WHAT YOU HAVE TO DO -> From the entries that follow, pick out all lines holding "field".

== DATASET RECORDS

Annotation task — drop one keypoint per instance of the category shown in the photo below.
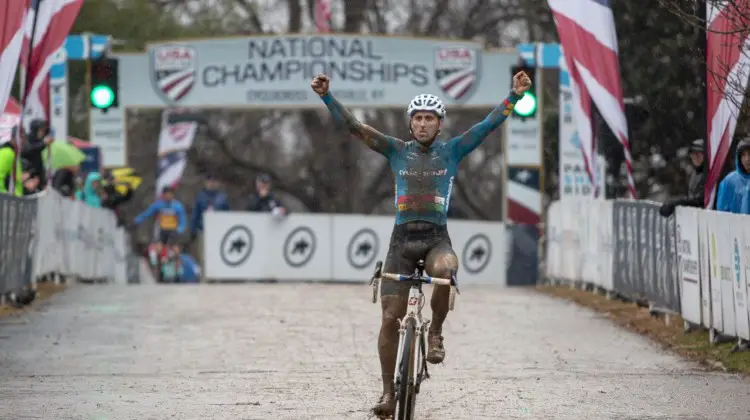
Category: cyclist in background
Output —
(171, 220)
(424, 169)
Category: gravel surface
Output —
(301, 351)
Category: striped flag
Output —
(589, 42)
(728, 68)
(178, 130)
(13, 14)
(322, 15)
(48, 22)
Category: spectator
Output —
(170, 214)
(64, 181)
(263, 200)
(30, 179)
(734, 189)
(90, 191)
(696, 184)
(37, 140)
(7, 156)
(211, 198)
(111, 199)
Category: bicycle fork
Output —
(420, 369)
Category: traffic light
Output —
(104, 83)
(526, 107)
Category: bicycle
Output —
(411, 364)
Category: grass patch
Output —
(43, 291)
(693, 345)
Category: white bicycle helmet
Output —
(426, 102)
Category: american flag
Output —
(49, 22)
(589, 42)
(11, 39)
(322, 15)
(728, 69)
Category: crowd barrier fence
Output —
(695, 263)
(47, 235)
(241, 246)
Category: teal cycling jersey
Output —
(424, 175)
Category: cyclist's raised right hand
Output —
(320, 84)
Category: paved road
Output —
(308, 352)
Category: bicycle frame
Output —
(413, 314)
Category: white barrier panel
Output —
(715, 237)
(689, 270)
(739, 280)
(705, 267)
(571, 241)
(234, 247)
(553, 241)
(75, 239)
(301, 248)
(358, 244)
(606, 244)
(481, 249)
(257, 246)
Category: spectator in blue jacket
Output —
(734, 189)
(211, 198)
(170, 216)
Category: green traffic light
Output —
(102, 96)
(526, 106)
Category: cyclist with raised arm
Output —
(424, 168)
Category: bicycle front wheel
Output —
(406, 394)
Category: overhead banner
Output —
(365, 71)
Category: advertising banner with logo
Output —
(235, 245)
(365, 71)
(482, 249)
(301, 247)
(689, 270)
(359, 245)
(256, 246)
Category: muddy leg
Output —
(393, 300)
(441, 262)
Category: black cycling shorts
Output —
(168, 237)
(411, 242)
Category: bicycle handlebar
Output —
(415, 278)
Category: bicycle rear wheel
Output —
(406, 394)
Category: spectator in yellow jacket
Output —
(7, 155)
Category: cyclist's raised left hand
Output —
(521, 83)
(320, 84)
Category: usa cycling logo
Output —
(173, 71)
(457, 71)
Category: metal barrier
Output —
(695, 263)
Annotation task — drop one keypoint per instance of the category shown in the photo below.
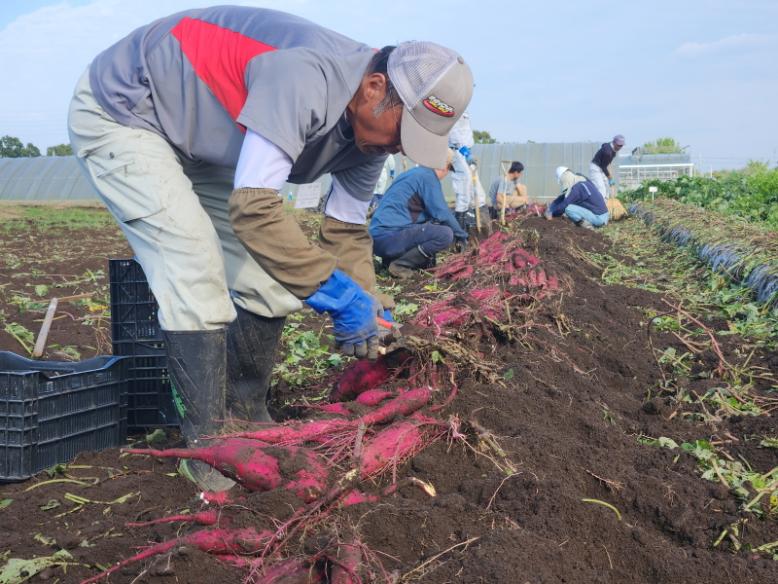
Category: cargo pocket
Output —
(127, 191)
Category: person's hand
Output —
(353, 312)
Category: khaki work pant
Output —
(516, 199)
(174, 214)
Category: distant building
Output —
(638, 167)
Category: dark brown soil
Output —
(61, 260)
(577, 391)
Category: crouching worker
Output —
(189, 127)
(580, 201)
(506, 192)
(413, 222)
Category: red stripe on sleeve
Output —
(219, 57)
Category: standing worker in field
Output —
(190, 126)
(598, 169)
(460, 140)
(507, 191)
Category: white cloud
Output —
(45, 51)
(728, 44)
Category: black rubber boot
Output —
(413, 259)
(197, 364)
(252, 344)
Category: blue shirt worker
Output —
(413, 222)
(598, 169)
(580, 201)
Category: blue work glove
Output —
(353, 312)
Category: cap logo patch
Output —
(438, 106)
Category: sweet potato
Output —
(295, 434)
(292, 571)
(212, 541)
(359, 377)
(373, 397)
(209, 517)
(389, 447)
(403, 405)
(256, 466)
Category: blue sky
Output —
(702, 71)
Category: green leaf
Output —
(52, 504)
(769, 442)
(158, 436)
(17, 571)
(666, 442)
(45, 540)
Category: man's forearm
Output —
(276, 242)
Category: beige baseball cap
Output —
(435, 85)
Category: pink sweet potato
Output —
(213, 541)
(336, 409)
(209, 517)
(219, 498)
(295, 434)
(291, 571)
(389, 447)
(256, 466)
(403, 405)
(359, 377)
(373, 397)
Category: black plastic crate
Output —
(50, 411)
(136, 335)
(133, 306)
(150, 399)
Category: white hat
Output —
(435, 85)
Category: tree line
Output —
(13, 147)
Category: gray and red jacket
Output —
(201, 77)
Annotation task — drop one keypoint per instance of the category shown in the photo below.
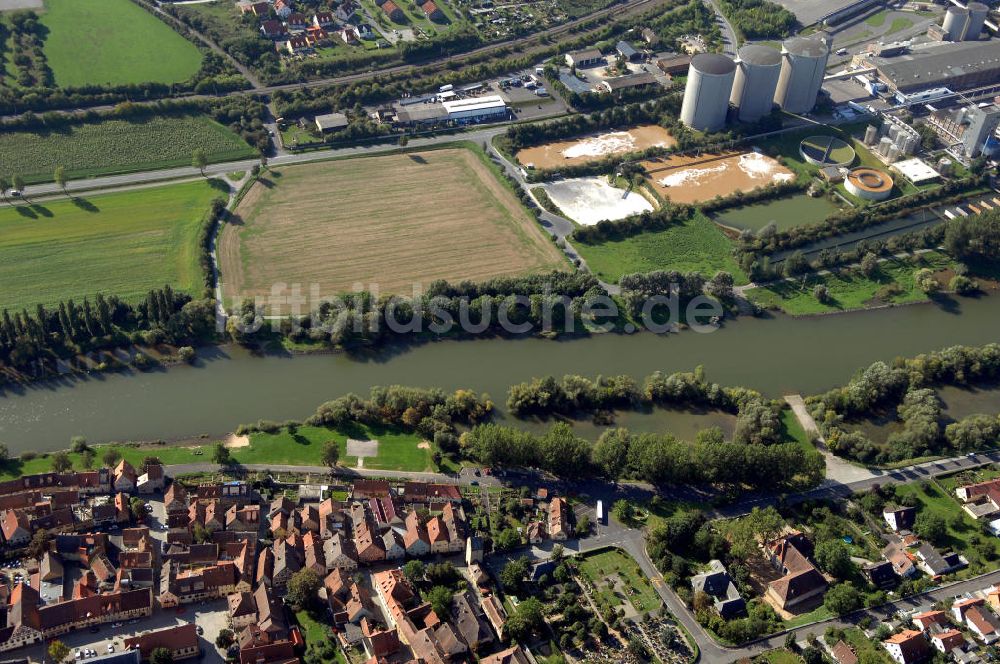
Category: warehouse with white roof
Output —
(477, 109)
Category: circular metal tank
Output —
(706, 97)
(955, 19)
(757, 71)
(803, 66)
(977, 17)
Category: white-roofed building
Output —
(476, 109)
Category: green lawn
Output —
(122, 244)
(113, 42)
(781, 656)
(397, 451)
(697, 244)
(599, 566)
(849, 288)
(118, 146)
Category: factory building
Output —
(969, 128)
(757, 70)
(803, 66)
(961, 23)
(958, 66)
(476, 109)
(709, 86)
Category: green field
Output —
(117, 146)
(123, 244)
(697, 244)
(849, 288)
(397, 451)
(598, 567)
(113, 42)
(788, 212)
(961, 527)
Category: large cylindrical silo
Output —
(706, 97)
(955, 19)
(803, 66)
(977, 17)
(757, 71)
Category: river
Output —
(228, 386)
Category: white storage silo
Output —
(871, 135)
(977, 17)
(955, 20)
(756, 78)
(803, 66)
(709, 86)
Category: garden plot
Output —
(592, 199)
(694, 179)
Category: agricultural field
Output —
(388, 221)
(123, 244)
(118, 146)
(114, 42)
(893, 283)
(697, 244)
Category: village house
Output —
(800, 580)
(899, 518)
(180, 640)
(125, 477)
(907, 647)
(558, 519)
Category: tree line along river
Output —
(228, 386)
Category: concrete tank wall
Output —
(757, 71)
(803, 67)
(954, 22)
(706, 97)
(977, 17)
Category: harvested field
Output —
(595, 147)
(590, 200)
(386, 222)
(695, 179)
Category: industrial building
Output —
(958, 66)
(757, 71)
(803, 66)
(961, 23)
(968, 129)
(709, 86)
(590, 57)
(476, 109)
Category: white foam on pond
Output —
(592, 199)
(759, 166)
(691, 175)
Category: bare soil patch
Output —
(692, 179)
(595, 147)
(385, 223)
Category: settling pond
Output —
(229, 386)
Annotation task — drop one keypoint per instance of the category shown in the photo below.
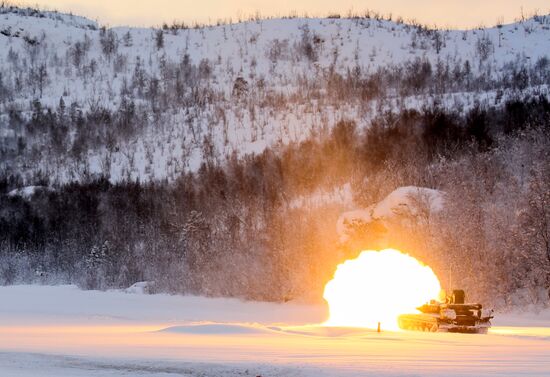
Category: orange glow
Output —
(378, 286)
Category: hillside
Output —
(148, 104)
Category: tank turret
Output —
(452, 315)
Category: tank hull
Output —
(434, 323)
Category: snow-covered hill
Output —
(149, 104)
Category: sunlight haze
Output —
(456, 14)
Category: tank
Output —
(454, 315)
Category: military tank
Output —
(454, 315)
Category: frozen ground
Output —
(62, 331)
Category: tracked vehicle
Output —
(454, 315)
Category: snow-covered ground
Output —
(62, 331)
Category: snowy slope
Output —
(61, 331)
(263, 52)
(404, 200)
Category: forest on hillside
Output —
(234, 230)
(194, 157)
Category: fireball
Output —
(377, 287)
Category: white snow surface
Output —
(239, 50)
(62, 331)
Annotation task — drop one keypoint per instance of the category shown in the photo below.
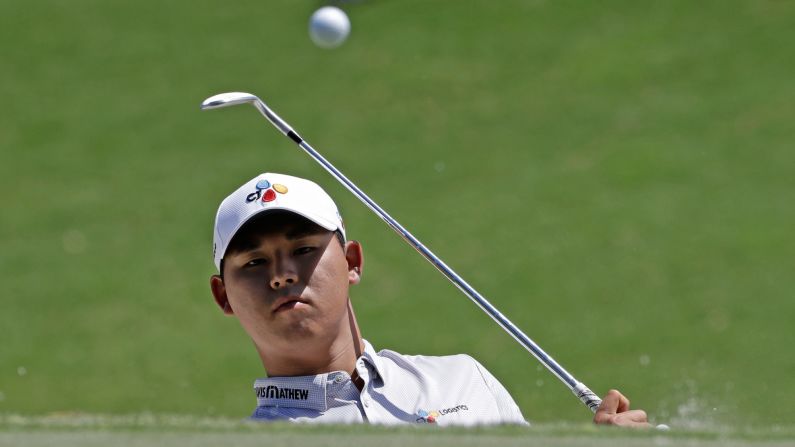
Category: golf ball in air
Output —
(329, 27)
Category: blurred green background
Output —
(616, 177)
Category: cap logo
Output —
(270, 191)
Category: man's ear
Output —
(219, 293)
(355, 258)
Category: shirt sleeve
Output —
(509, 411)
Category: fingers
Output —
(614, 402)
(615, 411)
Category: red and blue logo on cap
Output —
(269, 194)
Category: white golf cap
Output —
(267, 192)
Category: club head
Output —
(228, 99)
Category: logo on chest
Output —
(430, 417)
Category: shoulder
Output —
(458, 363)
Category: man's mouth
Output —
(288, 303)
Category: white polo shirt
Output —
(398, 389)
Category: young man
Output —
(285, 268)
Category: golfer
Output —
(285, 267)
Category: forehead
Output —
(273, 223)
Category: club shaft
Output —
(585, 395)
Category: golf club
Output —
(585, 395)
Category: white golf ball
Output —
(329, 27)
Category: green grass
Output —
(616, 177)
(150, 429)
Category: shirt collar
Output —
(373, 359)
(308, 391)
(294, 392)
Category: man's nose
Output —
(283, 276)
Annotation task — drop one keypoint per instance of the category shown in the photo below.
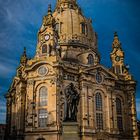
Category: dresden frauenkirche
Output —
(63, 92)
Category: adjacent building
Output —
(67, 53)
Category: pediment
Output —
(99, 68)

====

EXPECTED OUTPUT ->
Category: standing worker in field
Category: green field
Category: agricultural field
Category: harvested field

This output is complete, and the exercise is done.